▸ **Given request**
Retype each line exactly. Skip images.

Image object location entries
┏━━
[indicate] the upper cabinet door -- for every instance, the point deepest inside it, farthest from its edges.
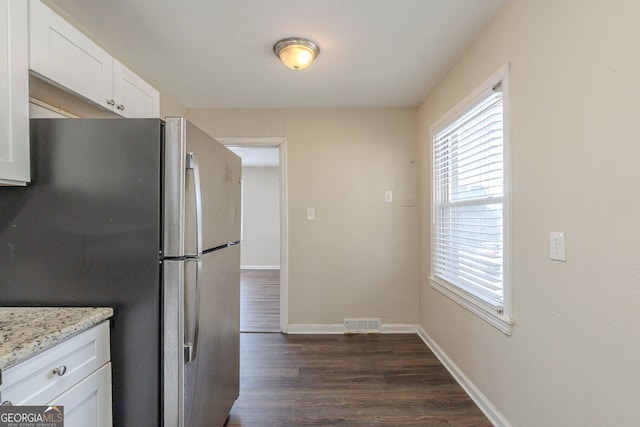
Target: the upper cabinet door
(14, 93)
(64, 56)
(134, 97)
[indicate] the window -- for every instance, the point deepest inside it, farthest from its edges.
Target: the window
(470, 245)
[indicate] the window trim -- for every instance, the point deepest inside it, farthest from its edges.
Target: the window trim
(499, 317)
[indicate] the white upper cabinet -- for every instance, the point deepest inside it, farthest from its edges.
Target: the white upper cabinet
(14, 93)
(64, 56)
(134, 97)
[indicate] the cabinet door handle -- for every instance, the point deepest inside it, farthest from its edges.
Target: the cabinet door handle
(59, 371)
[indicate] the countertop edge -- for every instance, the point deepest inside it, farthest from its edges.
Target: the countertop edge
(90, 316)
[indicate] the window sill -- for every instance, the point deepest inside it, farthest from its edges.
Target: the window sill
(481, 308)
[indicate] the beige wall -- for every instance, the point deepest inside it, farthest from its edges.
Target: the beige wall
(360, 256)
(169, 106)
(575, 90)
(260, 217)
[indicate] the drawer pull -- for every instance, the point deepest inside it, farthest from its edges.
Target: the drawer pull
(59, 371)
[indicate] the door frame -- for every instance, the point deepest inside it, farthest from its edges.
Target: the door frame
(281, 143)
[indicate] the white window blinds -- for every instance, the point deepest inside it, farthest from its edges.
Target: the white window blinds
(468, 177)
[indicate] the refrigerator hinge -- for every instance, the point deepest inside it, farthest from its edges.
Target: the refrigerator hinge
(190, 161)
(188, 352)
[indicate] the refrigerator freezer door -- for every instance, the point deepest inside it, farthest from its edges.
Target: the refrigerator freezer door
(219, 172)
(201, 392)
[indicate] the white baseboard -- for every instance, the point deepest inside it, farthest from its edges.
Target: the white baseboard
(490, 411)
(259, 267)
(391, 328)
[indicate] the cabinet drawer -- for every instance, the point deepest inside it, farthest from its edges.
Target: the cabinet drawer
(33, 382)
(88, 403)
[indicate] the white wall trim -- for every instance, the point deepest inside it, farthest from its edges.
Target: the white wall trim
(490, 411)
(281, 143)
(260, 267)
(309, 328)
┗━━
▸ **Exercise response**
[indicate] the upper cabinet door -- for every instance, the point deepest inside it, farthest from its edges.
Target: the upper cabinet door
(14, 93)
(64, 56)
(134, 97)
[indicate] the window -- for every instance, the point deepest inside it, farthest from its edges.
Target: the window
(470, 245)
[indicate] the window trim -- for every instance, the point deepest inside it, farthest from its edges.
Target: the window trim
(499, 317)
[indicate] the white upper cabinet -- for every instance, the point deepest inside it, farthest from its edges.
Target: the white upper cabinet
(14, 93)
(64, 56)
(134, 97)
[indicate] the cabinet door handle -- for every instance, the point deepest inside it, farthest from its edges.
Target: the cabinet door handle
(59, 371)
[indicate] the countertop edge -- for every instance, the point deepest inside it, farthest from its edges.
Target: the countertop edge
(90, 316)
[indicate] the window sill -- for every instance, the point deepest inside it, farthest from its edges.
Target: the window sill
(481, 308)
[indicate] the beige wall -- for every instance, the point deepest inside it, farthest from its edges.
Target: the beige wall
(360, 256)
(169, 106)
(575, 90)
(260, 217)
[indicate] the drawer pull -- for every instance, the point deepest inside it, farthest from its edges.
Target: the drawer pull
(59, 371)
[indicate] the door frame -- for every instance, the point deepest inside it, farthest from its edges.
Target: the door frame
(281, 143)
[indicate] the white window blinds -- for every instance, the point deepest inside it, farthest from its edges.
Target: the white window blinds
(468, 177)
[indicate] the refrigerator hinge -- for every instance, the point deepest inside it, farthest from its edges.
Target: the refrigerator hinge
(190, 161)
(188, 352)
[indicate] the refrigerator freezer door -- for every instance, the point deepest inside it, farthest from its edges.
Target: the refrigerator freezer door
(219, 172)
(201, 392)
[indicate] the white baseboard -- for every instance, the point deepest inside it, farthest from its edges.
Target: the white baseboard
(490, 411)
(259, 267)
(391, 328)
[indicate] the cabinet drawer -- for every instance, the point deepest inside it, farthest from its edges.
Target: the cabinet drawer
(33, 382)
(88, 403)
[indicate] the white wall trim -- for every instance, the point deepest inside it, farthest from its edges.
Target: the white wall trim
(490, 411)
(281, 143)
(260, 267)
(309, 328)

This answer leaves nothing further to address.